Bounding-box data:

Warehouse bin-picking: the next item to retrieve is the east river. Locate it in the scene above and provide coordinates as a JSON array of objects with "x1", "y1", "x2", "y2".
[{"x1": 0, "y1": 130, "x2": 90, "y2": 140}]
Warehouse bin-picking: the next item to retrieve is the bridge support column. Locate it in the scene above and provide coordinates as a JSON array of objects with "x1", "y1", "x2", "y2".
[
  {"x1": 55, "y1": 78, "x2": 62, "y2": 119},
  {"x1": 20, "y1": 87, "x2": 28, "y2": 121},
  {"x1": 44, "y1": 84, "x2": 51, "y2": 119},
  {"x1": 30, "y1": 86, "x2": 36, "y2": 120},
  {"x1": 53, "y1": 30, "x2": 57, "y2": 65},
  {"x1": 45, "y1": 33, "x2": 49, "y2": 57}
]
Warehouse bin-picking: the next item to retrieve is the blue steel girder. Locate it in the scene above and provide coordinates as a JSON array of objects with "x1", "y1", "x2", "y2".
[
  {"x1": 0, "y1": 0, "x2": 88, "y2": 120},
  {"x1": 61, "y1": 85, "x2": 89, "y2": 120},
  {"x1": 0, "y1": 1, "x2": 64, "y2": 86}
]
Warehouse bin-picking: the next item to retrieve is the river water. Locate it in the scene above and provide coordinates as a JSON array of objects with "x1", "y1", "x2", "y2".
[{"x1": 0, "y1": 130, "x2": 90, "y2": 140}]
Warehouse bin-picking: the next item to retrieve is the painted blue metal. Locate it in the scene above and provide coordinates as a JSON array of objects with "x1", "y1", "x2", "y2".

> Exercise aim: Reproduce all of the data above word for word, changing nothing.

> Task result:
Warehouse bin-picking: the next item to retrieve is the east river. Locate it in the scene above and provide coordinates as a JSON array of objects with "x1", "y1", "x2", "y2".
[{"x1": 0, "y1": 130, "x2": 90, "y2": 140}]
Warehouse bin-picking: the next item to retrieve is the bridge support column. Locate it in the scene above and provide coordinates as a JSON array of objects with "x1", "y1", "x2", "y2".
[
  {"x1": 55, "y1": 78, "x2": 62, "y2": 119},
  {"x1": 20, "y1": 87, "x2": 28, "y2": 121},
  {"x1": 44, "y1": 84, "x2": 51, "y2": 119},
  {"x1": 30, "y1": 86, "x2": 36, "y2": 120},
  {"x1": 53, "y1": 30, "x2": 57, "y2": 65},
  {"x1": 45, "y1": 33, "x2": 49, "y2": 57}
]
Warehouse bin-picking: the next item to retrieve is the blue steel girder. Locate it in the scene above and provide coordinates as a JSON array of objects with "x1", "y1", "x2", "y2".
[
  {"x1": 0, "y1": 0, "x2": 88, "y2": 120},
  {"x1": 61, "y1": 85, "x2": 89, "y2": 120},
  {"x1": 0, "y1": 1, "x2": 64, "y2": 86}
]
Warehouse bin-picking: the next item to retrieve is the river water. Locate it in the scene above and provide coordinates as a JSON array of objects with "x1", "y1", "x2", "y2".
[{"x1": 0, "y1": 130, "x2": 90, "y2": 140}]
Warehouse bin-picking: the next item to retrieve is the painted blue metal. Locate it in the scene above and provide coordinates as a JSON array of objects with "x1", "y1", "x2", "y2".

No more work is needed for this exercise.